> WHAT NEEDS TO BE DONE:
Start at the line below containing "[outline] <item>low cloud layer</item>" and stop at the line containing "Segment the <item>cloud</item>.". Repeat every line of that stretch exactly, and nothing outside it.

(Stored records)

<<<<

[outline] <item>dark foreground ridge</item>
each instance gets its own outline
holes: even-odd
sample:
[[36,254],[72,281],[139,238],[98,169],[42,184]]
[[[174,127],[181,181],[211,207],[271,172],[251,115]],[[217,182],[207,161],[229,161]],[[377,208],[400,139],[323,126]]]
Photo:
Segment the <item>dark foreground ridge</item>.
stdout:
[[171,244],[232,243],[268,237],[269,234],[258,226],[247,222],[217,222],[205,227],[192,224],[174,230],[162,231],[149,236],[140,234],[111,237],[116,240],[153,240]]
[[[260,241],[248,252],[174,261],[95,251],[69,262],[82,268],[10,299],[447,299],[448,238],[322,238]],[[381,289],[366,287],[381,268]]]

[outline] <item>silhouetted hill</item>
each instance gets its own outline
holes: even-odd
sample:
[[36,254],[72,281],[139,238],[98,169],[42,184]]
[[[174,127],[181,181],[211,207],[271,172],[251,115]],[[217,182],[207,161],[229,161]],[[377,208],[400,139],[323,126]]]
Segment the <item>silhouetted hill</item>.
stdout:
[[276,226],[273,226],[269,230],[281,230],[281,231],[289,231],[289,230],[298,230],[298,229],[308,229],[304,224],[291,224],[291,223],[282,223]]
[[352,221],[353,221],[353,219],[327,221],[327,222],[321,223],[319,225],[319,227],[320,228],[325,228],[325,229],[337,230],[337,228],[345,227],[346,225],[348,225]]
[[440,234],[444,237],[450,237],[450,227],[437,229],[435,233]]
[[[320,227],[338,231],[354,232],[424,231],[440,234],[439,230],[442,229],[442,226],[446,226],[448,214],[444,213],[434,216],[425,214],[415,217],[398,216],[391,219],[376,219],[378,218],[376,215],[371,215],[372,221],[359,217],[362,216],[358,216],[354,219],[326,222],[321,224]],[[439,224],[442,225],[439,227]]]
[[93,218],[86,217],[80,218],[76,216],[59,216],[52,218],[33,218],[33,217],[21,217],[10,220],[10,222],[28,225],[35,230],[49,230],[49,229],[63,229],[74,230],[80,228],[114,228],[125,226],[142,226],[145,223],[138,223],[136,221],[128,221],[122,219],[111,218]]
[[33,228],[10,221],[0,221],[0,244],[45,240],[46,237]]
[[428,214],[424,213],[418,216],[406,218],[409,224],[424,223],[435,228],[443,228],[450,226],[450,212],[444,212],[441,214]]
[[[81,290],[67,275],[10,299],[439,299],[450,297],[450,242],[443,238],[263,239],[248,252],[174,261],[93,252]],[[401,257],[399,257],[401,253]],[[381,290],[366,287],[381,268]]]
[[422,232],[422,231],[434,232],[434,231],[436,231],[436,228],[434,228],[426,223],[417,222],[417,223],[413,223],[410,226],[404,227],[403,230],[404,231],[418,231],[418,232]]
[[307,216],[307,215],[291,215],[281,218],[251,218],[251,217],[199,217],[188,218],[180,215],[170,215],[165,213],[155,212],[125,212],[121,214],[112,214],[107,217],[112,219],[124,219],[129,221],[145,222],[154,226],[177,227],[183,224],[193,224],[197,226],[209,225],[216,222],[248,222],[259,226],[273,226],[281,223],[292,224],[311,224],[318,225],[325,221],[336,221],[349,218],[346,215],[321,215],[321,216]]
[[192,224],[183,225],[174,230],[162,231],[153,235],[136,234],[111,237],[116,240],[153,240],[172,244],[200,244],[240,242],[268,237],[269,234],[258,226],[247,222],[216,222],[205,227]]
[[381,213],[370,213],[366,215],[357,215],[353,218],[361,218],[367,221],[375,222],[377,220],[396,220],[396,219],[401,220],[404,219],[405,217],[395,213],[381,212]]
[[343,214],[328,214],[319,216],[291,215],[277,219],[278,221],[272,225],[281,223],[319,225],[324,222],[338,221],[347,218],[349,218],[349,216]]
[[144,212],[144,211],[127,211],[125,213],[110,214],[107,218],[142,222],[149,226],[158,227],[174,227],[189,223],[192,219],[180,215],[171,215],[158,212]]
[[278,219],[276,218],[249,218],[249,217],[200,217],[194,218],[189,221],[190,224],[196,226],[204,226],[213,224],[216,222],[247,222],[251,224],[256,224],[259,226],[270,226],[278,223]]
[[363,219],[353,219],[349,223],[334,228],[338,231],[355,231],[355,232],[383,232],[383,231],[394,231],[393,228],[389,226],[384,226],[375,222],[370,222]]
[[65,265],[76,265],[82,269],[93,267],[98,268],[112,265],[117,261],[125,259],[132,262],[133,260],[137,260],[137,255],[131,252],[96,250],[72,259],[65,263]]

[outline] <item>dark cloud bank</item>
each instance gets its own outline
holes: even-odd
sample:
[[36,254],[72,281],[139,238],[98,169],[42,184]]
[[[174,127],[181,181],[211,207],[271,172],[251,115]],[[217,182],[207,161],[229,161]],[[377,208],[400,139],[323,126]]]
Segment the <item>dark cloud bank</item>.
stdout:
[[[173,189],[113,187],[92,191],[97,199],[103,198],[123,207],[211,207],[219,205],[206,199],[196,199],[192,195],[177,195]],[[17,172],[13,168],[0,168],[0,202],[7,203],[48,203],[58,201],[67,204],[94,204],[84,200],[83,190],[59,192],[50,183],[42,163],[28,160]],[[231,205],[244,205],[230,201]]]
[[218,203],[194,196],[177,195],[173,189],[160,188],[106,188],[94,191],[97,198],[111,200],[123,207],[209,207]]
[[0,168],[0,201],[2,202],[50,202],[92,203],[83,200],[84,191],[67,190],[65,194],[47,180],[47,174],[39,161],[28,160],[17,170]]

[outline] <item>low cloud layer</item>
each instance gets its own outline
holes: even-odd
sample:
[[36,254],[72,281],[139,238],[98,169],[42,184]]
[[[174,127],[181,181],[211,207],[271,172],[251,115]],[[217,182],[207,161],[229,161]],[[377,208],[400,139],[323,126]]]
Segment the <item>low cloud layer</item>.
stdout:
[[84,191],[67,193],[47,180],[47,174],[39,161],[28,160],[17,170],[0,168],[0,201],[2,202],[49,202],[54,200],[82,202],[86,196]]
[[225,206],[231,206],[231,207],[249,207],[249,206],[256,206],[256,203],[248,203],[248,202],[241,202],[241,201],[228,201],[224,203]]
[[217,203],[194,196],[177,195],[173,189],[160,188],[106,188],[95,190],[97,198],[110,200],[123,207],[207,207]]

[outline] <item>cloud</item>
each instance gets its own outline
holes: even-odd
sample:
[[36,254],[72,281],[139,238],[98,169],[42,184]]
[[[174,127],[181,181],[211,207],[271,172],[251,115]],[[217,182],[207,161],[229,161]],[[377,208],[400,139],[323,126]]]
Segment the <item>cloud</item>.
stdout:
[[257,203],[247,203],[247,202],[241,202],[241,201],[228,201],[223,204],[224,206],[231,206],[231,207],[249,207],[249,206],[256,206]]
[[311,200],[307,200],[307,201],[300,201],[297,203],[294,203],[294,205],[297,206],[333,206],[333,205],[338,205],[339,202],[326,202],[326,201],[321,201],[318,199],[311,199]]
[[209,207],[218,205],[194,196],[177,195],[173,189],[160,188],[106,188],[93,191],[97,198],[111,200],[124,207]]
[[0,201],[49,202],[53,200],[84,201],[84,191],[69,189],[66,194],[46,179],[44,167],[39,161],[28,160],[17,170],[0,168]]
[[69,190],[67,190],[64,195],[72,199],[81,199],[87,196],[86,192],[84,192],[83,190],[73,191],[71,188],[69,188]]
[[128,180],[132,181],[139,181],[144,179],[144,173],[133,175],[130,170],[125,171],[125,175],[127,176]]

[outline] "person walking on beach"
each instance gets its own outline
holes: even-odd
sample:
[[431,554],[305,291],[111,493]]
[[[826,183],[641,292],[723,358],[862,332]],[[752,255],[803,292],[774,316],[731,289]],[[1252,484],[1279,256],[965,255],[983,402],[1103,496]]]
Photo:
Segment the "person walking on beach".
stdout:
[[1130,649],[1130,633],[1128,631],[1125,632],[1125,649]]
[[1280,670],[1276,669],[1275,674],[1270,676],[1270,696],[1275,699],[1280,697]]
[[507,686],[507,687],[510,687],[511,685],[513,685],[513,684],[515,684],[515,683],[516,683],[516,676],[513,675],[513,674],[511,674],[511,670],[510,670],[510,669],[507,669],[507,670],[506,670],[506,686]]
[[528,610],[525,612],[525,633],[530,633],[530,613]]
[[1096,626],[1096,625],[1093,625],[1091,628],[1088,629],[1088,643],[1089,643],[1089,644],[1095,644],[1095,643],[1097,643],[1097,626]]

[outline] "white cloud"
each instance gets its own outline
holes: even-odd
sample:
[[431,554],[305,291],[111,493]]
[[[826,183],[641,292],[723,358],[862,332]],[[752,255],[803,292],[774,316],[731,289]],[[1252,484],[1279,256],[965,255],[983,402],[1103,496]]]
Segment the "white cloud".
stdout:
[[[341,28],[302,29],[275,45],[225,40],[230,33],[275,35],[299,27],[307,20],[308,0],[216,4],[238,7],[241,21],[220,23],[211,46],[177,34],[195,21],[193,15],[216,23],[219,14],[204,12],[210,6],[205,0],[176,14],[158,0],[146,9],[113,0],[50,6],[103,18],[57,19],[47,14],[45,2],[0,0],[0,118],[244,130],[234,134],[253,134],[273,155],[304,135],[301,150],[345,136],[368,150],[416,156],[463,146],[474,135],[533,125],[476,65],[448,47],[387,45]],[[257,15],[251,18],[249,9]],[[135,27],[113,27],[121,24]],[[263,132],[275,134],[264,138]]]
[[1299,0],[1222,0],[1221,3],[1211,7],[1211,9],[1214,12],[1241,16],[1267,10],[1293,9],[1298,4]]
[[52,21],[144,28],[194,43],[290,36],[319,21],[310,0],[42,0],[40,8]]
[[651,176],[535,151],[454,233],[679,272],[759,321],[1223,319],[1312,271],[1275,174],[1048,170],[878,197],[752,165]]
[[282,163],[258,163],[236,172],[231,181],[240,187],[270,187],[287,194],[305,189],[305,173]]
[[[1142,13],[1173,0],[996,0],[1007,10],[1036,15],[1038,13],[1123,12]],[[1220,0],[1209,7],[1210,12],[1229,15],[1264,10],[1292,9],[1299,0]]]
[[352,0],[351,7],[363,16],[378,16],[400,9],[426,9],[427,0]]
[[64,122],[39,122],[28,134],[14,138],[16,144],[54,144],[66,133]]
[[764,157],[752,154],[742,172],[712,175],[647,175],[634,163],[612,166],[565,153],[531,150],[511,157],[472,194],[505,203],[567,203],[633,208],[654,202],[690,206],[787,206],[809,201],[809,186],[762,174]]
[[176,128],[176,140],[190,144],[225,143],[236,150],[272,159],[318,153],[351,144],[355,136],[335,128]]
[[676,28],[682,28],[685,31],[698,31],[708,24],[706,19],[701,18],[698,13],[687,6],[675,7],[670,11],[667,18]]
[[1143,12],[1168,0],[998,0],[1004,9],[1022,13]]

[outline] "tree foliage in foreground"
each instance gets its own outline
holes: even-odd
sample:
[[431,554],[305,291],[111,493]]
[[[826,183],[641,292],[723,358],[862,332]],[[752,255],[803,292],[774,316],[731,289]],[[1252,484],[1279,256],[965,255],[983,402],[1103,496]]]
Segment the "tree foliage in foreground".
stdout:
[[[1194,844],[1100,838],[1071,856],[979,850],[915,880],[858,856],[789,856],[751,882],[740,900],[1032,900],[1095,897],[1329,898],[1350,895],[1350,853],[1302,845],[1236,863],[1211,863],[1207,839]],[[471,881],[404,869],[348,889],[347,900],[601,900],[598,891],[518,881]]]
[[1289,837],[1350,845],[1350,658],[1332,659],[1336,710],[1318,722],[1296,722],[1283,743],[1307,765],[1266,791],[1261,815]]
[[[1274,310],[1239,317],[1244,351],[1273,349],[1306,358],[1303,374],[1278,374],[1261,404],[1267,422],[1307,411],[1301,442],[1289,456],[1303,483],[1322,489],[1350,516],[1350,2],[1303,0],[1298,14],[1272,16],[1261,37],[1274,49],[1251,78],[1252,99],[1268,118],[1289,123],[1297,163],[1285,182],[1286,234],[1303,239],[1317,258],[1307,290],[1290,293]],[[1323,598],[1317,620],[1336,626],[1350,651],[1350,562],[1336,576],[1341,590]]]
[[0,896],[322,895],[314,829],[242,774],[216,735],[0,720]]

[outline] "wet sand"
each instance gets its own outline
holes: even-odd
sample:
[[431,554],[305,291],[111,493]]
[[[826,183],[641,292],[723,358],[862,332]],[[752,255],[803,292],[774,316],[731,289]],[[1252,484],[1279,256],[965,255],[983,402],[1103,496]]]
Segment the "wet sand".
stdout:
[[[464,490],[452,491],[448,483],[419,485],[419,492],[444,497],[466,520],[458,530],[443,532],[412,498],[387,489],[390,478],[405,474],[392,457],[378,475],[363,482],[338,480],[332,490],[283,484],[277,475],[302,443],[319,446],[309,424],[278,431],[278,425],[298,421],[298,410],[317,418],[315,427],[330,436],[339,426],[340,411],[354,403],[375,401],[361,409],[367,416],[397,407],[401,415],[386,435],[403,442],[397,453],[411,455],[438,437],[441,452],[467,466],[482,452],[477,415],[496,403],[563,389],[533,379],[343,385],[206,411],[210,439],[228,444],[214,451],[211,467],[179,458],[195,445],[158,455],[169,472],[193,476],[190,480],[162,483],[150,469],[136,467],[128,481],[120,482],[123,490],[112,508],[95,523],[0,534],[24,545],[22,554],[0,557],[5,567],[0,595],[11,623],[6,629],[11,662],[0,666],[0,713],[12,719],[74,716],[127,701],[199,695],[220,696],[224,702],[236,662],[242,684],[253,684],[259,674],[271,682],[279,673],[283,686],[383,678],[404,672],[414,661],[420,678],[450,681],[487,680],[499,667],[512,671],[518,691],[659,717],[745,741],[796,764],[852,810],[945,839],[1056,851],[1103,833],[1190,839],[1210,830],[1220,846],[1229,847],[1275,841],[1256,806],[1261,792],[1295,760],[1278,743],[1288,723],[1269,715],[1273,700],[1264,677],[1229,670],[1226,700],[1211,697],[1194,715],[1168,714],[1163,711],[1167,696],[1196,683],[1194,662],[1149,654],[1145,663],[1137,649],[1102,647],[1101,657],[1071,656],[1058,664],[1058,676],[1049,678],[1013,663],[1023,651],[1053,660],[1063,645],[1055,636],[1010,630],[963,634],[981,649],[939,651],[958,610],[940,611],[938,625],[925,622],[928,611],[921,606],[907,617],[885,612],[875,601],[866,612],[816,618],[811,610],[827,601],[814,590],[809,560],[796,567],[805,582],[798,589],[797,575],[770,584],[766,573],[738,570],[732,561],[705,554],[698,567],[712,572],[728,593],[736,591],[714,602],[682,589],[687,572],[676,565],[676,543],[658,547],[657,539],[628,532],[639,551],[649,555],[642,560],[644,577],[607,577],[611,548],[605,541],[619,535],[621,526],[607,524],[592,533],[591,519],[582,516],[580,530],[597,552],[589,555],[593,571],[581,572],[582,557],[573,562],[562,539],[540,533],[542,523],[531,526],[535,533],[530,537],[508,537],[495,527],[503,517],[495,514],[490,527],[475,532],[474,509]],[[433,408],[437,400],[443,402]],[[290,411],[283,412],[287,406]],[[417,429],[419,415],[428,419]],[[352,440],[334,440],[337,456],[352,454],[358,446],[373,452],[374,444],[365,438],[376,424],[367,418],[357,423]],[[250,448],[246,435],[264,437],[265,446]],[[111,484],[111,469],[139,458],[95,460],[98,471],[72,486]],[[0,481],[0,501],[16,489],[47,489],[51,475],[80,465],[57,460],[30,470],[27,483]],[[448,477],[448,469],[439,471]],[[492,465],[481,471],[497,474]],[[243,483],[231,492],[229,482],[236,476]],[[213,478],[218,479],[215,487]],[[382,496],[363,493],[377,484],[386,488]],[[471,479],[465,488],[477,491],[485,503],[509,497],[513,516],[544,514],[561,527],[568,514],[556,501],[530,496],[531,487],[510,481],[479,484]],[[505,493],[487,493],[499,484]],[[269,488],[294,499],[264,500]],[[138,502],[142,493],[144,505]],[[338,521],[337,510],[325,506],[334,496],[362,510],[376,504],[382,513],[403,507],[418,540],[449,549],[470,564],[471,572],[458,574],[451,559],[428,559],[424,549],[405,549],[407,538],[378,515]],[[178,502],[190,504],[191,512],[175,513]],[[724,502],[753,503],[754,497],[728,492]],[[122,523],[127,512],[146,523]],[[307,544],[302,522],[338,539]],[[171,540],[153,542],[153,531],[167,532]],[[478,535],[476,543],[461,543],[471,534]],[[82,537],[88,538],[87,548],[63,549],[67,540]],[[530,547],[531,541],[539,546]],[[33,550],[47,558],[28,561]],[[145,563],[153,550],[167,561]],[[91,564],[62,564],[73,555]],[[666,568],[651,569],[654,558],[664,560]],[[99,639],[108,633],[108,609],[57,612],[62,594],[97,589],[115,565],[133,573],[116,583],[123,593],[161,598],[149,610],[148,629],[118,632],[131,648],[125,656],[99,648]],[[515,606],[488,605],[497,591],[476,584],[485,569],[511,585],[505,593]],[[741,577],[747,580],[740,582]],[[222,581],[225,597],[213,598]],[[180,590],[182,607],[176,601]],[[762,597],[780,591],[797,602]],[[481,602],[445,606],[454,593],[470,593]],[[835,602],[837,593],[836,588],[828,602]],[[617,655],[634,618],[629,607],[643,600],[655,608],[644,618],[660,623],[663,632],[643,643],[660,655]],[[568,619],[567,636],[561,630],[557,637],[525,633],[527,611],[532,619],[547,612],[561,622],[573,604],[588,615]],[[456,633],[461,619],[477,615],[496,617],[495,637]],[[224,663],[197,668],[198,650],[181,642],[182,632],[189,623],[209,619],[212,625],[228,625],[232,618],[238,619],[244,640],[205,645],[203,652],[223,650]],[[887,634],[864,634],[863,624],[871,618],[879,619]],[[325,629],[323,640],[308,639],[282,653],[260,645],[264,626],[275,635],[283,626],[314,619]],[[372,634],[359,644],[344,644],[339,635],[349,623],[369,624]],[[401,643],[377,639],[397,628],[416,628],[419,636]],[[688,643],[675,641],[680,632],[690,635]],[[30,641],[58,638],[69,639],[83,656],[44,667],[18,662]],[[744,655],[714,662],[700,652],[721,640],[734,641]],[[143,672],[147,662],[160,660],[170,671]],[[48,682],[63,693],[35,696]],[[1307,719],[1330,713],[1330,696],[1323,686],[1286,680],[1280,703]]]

>>>>

> RESPONSE BOX:
[outline] <item>low cloud layer</item>
each instance gets its own outline
holes: even-odd
sample:
[[36,254],[72,281],[139,238],[98,169],[42,184]]
[[[174,127],[181,181],[211,207],[271,172],[251,115]],[[217,182],[207,161],[229,161]],[[377,208],[400,139],[323,126]]]
Segment the <item>low cloud layer</item>.
stdout:
[[84,191],[67,193],[47,180],[47,174],[39,161],[28,160],[17,170],[0,168],[0,201],[2,202],[49,202],[54,200],[82,202],[86,196]]
[[225,206],[231,206],[231,207],[249,207],[249,206],[256,206],[256,203],[248,203],[248,202],[241,202],[241,201],[228,201],[224,203]]
[[217,203],[194,196],[177,195],[173,189],[160,188],[106,188],[95,190],[97,198],[110,200],[123,207],[207,207]]

[outline] <item>cloud</item>
each instance gets its own outline
holes: even-odd
sample:
[[36,254],[72,281],[139,238],[98,169],[42,184]]
[[[174,127],[181,181],[211,207],[271,172],[251,115]],[[217,182],[207,161],[229,161]],[[377,208],[400,139],[323,126]]]
Segment the <item>cloud</item>.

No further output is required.